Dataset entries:

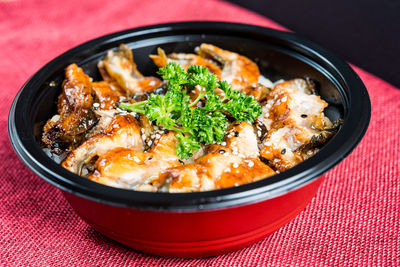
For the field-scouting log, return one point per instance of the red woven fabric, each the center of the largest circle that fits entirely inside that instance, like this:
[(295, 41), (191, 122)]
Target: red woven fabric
[(353, 221)]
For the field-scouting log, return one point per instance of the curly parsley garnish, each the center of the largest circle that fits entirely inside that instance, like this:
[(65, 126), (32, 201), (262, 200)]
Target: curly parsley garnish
[(192, 123)]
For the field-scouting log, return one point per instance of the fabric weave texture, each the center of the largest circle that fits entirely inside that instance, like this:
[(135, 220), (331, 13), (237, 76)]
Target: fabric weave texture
[(353, 220)]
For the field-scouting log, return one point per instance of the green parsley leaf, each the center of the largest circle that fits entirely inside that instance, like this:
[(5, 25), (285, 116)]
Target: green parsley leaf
[(195, 124)]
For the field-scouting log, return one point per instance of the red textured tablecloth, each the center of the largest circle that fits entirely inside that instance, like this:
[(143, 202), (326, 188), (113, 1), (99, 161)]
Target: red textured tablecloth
[(353, 221)]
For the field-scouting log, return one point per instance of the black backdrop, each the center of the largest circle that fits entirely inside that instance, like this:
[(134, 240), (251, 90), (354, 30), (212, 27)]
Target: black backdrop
[(365, 33)]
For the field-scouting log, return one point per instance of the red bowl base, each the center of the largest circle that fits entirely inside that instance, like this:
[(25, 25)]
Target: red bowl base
[(194, 233)]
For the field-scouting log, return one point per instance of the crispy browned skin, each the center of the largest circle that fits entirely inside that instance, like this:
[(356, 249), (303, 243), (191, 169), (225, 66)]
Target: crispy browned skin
[(75, 114), (294, 118), (185, 60), (119, 67), (238, 70), (107, 94), (127, 168), (123, 131), (232, 164)]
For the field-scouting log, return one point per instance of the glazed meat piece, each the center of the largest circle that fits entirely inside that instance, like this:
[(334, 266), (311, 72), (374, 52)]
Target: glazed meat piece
[(128, 168), (294, 117), (232, 163), (117, 145), (75, 114), (123, 132), (238, 70), (107, 94), (119, 67), (185, 60)]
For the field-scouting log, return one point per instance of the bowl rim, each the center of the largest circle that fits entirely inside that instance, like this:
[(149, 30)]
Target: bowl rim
[(355, 125)]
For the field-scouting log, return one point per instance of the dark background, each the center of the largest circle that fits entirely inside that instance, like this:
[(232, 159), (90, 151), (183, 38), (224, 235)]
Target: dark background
[(365, 33)]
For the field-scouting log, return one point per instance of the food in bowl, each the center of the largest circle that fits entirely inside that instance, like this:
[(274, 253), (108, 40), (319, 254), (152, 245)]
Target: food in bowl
[(212, 121)]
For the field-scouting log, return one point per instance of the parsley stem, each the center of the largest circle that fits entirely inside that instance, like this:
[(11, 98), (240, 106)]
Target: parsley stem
[(137, 107), (197, 99)]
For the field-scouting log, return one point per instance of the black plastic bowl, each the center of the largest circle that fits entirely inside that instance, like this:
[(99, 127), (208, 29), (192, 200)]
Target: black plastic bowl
[(202, 223)]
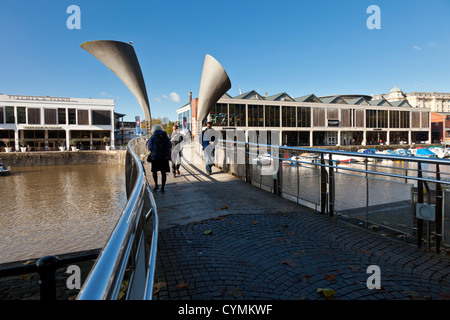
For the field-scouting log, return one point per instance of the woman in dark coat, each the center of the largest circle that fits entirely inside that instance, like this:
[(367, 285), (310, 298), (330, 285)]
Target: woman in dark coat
[(159, 145)]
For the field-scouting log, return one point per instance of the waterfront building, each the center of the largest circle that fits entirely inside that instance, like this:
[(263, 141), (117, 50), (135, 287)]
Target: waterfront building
[(45, 123), (321, 121), (435, 101)]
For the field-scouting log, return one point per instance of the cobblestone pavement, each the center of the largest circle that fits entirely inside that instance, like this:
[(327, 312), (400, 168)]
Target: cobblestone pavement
[(222, 238)]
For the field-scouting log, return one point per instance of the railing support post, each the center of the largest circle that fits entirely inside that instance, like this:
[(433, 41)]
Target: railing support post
[(331, 188), (47, 272), (419, 200), (438, 211), (323, 186)]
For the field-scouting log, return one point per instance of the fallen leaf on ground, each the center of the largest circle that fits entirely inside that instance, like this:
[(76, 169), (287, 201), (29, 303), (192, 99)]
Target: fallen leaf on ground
[(330, 277), (182, 285), (326, 292), (290, 262)]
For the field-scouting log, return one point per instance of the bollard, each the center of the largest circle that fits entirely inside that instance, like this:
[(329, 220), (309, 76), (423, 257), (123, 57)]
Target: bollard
[(47, 272)]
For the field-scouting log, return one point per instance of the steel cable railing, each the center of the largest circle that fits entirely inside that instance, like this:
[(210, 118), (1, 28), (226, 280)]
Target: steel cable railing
[(125, 267)]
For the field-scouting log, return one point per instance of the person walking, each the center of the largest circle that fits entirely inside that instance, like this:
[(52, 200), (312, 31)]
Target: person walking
[(159, 146), (176, 137), (208, 138)]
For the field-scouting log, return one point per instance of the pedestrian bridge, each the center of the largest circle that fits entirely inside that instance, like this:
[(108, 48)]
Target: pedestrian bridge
[(245, 236)]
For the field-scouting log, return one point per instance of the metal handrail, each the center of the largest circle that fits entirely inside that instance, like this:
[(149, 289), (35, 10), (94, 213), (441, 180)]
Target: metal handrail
[(358, 154), (106, 276)]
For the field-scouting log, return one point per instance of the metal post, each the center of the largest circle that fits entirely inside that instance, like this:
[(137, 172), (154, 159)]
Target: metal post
[(367, 195), (419, 200), (47, 271), (331, 188), (438, 211), (323, 186)]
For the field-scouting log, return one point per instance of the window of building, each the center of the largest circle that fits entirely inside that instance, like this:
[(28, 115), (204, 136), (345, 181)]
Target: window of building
[(303, 117), (237, 115), (101, 117), (62, 116), (72, 116), (425, 119), (21, 115), (318, 117), (382, 118), (50, 116), (371, 118), (34, 116), (83, 117), (404, 119), (218, 114), (272, 116), (288, 116), (255, 116), (9, 113)]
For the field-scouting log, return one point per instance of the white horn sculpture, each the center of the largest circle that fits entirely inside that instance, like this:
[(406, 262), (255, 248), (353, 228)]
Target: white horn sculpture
[(121, 59), (213, 85)]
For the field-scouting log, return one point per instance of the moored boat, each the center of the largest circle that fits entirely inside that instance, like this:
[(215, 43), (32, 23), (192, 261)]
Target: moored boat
[(4, 170)]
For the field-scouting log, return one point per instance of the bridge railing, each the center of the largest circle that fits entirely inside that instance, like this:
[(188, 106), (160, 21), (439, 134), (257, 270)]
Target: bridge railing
[(376, 191), (126, 265)]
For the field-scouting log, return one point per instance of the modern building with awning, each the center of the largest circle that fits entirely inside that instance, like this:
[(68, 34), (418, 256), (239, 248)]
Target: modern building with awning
[(320, 121), (46, 123)]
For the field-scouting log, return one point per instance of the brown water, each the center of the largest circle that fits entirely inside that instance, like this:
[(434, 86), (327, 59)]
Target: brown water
[(58, 209)]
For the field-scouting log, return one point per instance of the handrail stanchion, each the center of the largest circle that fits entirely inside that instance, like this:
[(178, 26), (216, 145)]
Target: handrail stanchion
[(323, 185), (438, 211), (419, 200)]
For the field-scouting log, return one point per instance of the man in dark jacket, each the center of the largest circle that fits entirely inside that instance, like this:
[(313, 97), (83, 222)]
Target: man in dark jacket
[(159, 145), (208, 140), (176, 138)]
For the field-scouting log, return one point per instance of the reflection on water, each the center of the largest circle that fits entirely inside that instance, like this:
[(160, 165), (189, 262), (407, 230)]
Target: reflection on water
[(58, 209)]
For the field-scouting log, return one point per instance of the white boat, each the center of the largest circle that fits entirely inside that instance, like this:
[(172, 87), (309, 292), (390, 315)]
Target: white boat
[(337, 158), (4, 170), (440, 152), (403, 152)]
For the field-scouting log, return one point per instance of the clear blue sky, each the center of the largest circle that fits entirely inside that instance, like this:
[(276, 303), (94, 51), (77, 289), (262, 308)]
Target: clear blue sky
[(298, 47)]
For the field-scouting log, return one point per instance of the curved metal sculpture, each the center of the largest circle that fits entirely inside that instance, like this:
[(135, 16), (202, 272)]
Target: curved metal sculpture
[(121, 59), (213, 85)]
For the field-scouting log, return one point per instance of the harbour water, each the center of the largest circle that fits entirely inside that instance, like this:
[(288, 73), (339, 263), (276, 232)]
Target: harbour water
[(50, 210)]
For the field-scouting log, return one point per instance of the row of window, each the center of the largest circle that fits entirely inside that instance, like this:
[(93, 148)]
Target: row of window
[(291, 116), (60, 116)]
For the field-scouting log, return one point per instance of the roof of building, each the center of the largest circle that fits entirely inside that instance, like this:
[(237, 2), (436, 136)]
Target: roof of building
[(250, 95), (400, 103), (379, 102), (283, 96), (332, 99), (358, 101), (308, 98)]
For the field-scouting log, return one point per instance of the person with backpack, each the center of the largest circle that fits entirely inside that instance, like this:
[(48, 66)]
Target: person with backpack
[(209, 143), (159, 146), (176, 138)]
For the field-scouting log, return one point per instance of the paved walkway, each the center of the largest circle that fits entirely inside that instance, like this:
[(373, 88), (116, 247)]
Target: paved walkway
[(221, 238)]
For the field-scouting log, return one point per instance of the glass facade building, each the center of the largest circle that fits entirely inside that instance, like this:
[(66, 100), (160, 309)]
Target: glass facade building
[(309, 121)]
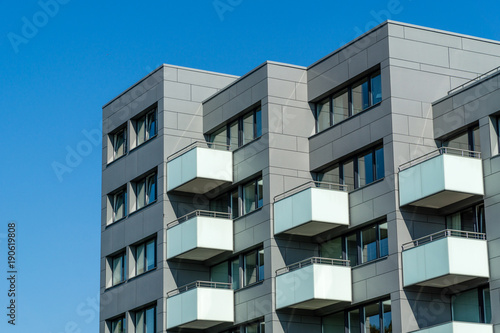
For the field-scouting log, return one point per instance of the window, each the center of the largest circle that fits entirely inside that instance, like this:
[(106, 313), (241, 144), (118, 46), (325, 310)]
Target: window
[(146, 127), (145, 320), (145, 190), (119, 204), (356, 172), (241, 131), (119, 143), (145, 256), (370, 318), (118, 325), (472, 306), (118, 268), (349, 101), (362, 246), (470, 219)]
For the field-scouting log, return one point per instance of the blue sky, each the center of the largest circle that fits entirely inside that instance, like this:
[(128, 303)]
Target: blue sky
[(62, 60)]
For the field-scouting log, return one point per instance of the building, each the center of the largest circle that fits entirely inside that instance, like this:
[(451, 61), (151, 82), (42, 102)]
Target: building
[(359, 194)]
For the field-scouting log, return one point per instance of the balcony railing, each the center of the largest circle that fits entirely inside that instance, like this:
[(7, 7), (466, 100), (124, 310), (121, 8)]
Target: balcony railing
[(196, 213), (443, 234), (310, 184), (437, 152), (311, 261), (199, 284)]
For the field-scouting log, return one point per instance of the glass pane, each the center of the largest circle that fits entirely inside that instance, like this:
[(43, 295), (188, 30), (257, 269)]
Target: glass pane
[(379, 163), (376, 84), (360, 98), (487, 305), (248, 132), (249, 197), (219, 273), (323, 114), (332, 249), (372, 318), (260, 191), (233, 135), (334, 323), (386, 307), (340, 107), (141, 194), (140, 256), (150, 320), (139, 322), (235, 273), (250, 268), (354, 324), (330, 176), (348, 174), (352, 249), (365, 169), (261, 265), (258, 123), (384, 241), (234, 204), (369, 244), (150, 255), (465, 306)]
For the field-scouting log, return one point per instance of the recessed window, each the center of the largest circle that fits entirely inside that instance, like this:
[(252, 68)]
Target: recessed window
[(145, 320), (349, 101), (240, 131), (358, 171), (145, 256), (145, 190), (118, 268)]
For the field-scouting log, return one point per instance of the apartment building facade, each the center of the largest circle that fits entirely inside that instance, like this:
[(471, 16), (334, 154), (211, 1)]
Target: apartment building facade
[(358, 194)]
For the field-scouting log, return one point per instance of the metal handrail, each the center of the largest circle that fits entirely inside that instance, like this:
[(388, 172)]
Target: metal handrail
[(196, 213), (199, 284), (440, 151), (443, 234), (310, 184), (311, 261), (201, 144), (478, 78)]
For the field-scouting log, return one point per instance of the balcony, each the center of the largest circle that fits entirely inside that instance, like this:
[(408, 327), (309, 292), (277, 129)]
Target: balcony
[(458, 327), (199, 168), (199, 235), (441, 178), (445, 258), (313, 284), (311, 209), (200, 305)]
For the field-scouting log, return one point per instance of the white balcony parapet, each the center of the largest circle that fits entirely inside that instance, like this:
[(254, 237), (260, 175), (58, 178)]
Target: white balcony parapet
[(199, 167), (440, 178), (313, 284), (200, 305), (445, 258), (458, 327), (200, 235), (311, 209)]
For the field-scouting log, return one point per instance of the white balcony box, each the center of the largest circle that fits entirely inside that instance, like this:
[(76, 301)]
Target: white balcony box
[(441, 178), (200, 305), (313, 284), (445, 258), (199, 168), (311, 209), (200, 235), (458, 327)]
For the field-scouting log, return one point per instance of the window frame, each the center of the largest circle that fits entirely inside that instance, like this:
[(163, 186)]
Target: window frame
[(368, 78)]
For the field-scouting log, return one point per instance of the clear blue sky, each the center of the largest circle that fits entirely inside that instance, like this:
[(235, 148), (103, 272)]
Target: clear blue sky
[(59, 69)]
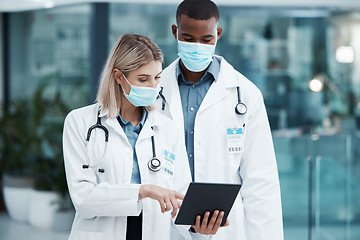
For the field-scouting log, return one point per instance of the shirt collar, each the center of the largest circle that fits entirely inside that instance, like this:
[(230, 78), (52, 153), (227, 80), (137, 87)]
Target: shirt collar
[(213, 69)]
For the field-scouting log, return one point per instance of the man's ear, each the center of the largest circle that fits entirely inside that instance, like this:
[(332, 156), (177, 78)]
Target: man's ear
[(174, 30)]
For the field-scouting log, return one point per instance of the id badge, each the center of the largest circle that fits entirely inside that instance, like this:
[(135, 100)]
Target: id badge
[(234, 136), (168, 163)]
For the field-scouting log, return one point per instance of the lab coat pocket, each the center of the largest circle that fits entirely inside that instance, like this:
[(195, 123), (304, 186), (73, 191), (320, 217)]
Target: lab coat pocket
[(84, 235), (231, 144)]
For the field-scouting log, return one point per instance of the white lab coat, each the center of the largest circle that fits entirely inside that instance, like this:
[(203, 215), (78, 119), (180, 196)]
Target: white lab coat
[(256, 213), (104, 200)]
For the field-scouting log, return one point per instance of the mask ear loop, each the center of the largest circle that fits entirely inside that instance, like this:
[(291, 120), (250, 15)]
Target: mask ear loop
[(122, 86)]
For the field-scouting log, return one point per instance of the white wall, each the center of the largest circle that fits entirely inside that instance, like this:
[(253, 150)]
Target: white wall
[(21, 5)]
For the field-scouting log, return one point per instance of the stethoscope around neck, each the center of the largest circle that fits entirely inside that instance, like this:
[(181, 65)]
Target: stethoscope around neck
[(154, 164)]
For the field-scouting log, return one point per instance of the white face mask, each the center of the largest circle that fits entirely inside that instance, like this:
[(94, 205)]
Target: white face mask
[(195, 56)]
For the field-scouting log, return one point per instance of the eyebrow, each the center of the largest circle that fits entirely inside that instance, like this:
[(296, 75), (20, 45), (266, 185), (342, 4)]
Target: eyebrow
[(147, 75), (189, 35)]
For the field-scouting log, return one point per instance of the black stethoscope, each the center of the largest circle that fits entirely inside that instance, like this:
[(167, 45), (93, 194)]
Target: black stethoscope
[(240, 107), (154, 164)]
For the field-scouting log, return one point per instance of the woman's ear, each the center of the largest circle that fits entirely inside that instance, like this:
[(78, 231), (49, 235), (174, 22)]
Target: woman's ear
[(117, 74)]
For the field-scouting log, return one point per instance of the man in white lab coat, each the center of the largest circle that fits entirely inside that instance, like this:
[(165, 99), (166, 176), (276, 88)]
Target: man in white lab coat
[(223, 121)]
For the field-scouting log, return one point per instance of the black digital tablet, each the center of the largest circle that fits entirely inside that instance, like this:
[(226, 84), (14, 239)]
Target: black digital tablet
[(202, 197)]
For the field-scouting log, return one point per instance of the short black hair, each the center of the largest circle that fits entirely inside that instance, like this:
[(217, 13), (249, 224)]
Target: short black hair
[(198, 10)]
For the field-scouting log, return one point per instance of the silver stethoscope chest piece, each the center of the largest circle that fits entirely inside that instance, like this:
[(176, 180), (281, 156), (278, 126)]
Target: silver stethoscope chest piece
[(240, 107), (154, 164)]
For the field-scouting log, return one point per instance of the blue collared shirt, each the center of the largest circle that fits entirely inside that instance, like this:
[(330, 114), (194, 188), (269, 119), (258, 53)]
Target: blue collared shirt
[(192, 95), (132, 133)]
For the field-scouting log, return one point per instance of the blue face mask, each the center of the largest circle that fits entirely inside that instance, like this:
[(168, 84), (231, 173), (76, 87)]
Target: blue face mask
[(195, 56), (142, 96)]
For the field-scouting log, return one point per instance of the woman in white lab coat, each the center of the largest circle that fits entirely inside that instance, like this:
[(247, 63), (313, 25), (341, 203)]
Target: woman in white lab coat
[(117, 187)]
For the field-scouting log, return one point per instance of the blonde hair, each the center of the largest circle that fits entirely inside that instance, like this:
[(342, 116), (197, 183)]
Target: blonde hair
[(130, 52)]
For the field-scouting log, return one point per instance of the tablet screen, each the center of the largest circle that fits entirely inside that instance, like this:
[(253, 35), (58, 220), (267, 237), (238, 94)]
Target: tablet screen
[(202, 197)]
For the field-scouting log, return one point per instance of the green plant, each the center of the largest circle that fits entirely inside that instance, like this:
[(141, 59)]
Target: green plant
[(31, 137)]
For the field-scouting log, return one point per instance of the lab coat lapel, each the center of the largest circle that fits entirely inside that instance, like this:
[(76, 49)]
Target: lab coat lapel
[(216, 92), (172, 94)]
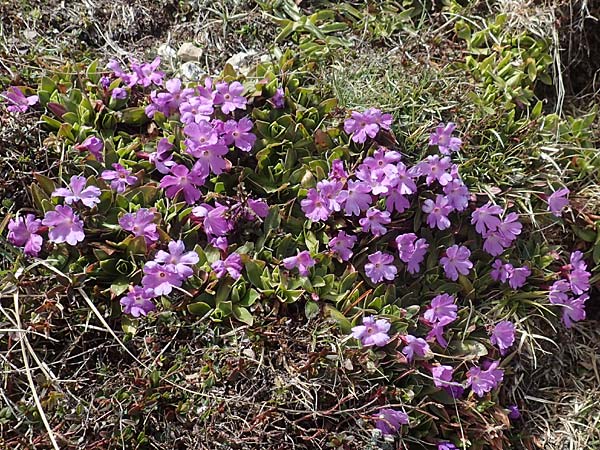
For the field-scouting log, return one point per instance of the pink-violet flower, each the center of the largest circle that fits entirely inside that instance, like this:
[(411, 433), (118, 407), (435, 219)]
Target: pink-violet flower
[(411, 251), (22, 232), (119, 178), (17, 101), (375, 221), (161, 278), (65, 225), (342, 244), (380, 267), (238, 133), (372, 332), (456, 261), (302, 261), (557, 201), (231, 265), (415, 347), (389, 421), (503, 336), (437, 212), (177, 257), (181, 179), (94, 145), (78, 192), (483, 381), (138, 302), (485, 218), (230, 97), (140, 223)]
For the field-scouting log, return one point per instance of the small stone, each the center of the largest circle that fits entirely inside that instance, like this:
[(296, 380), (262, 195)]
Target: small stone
[(165, 51), (191, 71), (189, 52), (240, 60)]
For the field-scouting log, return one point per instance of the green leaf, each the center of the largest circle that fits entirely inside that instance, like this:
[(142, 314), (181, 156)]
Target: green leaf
[(339, 318), (200, 309), (254, 269), (311, 310), (243, 315)]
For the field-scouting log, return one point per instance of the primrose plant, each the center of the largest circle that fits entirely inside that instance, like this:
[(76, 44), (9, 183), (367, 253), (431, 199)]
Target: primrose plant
[(228, 197)]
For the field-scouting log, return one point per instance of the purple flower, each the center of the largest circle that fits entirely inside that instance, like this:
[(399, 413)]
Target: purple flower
[(184, 180), (495, 243), (303, 261), (94, 145), (442, 309), (510, 227), (579, 277), (557, 294), (517, 277), (196, 109), (411, 250), (442, 378), (372, 332), (229, 96), (232, 265), (442, 137), (485, 218), (140, 223), (65, 225), (456, 261), (329, 191), (138, 301), (375, 221), (337, 172), (239, 134), (389, 421), (435, 168), (259, 207), (457, 195), (367, 124), (209, 158), (482, 381), (446, 446), (178, 258), (219, 243), (148, 73), (356, 198), (415, 346), (119, 93), (380, 267), (437, 333), (342, 244), (22, 232), (78, 192), (160, 278), (162, 158), (513, 412), (17, 102), (119, 178), (278, 99), (437, 212), (315, 207), (574, 310), (503, 336), (557, 201), (215, 221)]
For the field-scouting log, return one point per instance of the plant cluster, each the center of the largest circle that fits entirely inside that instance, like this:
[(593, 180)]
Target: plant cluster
[(236, 197)]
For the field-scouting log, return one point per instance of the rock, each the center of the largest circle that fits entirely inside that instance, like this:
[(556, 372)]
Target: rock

Task goal:
Counting only lines of the data above that hold "rock", report the total and nothing else.

Solved exercise:
2